- Objective
How many lines in the items below contain the string "sign", with uppercase and lowercase treated as different? State only the number.

- Working data
---

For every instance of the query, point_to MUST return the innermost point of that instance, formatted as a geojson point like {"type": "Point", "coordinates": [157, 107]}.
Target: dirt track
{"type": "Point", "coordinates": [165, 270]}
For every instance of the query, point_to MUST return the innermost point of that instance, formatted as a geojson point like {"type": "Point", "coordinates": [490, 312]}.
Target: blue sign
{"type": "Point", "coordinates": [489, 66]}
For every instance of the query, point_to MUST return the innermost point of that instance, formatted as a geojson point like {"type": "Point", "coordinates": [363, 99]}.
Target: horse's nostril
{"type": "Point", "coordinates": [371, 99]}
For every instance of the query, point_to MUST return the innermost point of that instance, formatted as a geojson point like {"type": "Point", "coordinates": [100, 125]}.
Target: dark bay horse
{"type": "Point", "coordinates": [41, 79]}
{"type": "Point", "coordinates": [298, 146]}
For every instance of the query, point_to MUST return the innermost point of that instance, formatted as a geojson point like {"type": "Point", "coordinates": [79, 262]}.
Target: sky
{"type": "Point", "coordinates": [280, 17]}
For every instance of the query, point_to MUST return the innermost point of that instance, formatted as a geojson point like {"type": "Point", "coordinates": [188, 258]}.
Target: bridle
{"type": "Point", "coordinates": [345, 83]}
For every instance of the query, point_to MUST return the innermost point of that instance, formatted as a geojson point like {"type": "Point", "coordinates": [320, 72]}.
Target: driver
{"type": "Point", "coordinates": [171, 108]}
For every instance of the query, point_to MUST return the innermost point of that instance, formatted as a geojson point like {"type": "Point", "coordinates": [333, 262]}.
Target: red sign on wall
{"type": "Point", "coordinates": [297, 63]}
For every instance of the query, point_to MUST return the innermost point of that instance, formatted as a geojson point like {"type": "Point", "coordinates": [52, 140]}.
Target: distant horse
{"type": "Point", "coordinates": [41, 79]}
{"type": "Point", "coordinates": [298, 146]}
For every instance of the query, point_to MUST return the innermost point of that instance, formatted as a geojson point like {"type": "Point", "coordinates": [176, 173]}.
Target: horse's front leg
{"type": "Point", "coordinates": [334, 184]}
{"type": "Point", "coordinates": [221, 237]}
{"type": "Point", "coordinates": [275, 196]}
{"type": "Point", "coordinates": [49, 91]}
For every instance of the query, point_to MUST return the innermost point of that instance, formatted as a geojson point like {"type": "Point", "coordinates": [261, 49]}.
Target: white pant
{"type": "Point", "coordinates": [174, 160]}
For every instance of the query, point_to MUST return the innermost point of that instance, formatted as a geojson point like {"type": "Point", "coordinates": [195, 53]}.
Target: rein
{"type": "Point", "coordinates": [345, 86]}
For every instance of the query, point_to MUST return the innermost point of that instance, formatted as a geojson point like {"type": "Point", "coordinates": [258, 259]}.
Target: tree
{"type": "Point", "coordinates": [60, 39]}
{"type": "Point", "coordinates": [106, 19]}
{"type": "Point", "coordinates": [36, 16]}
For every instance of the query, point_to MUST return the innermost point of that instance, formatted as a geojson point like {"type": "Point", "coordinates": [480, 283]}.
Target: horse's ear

---

- Full output
2